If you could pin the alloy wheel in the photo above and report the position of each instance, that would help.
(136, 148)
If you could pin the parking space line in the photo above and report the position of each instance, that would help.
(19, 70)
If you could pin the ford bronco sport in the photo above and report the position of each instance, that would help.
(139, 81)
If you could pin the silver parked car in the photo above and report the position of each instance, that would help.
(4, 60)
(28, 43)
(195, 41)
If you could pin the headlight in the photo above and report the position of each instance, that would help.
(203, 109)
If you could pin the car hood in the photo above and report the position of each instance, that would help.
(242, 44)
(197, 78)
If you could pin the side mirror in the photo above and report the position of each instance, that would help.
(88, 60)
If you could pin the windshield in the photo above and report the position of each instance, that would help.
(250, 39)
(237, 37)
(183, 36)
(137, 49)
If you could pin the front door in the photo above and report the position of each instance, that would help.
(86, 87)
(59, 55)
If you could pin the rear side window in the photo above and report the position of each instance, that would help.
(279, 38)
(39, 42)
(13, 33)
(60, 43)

*****

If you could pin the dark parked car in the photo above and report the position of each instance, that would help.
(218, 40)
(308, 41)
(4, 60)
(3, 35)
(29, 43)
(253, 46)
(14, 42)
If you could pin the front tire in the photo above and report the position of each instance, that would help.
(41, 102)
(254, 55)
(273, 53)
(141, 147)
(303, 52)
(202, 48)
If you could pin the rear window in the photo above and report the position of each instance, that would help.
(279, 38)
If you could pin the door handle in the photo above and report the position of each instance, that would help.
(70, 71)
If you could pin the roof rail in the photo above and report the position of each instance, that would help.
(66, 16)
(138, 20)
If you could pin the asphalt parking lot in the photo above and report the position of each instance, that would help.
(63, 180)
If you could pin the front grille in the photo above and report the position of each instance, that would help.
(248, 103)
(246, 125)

*****

### What the task asks
Pick out every line above that contains the word "front", and copy each of those lines.

### Full answer
If you could pin the front door in the photo above and report the position of each instance, that would help.
If you could pin the front tire in the photo above and report the position of each instance, that would help.
If you could pin the front grille in the photo above and report the position of each instance, that would help.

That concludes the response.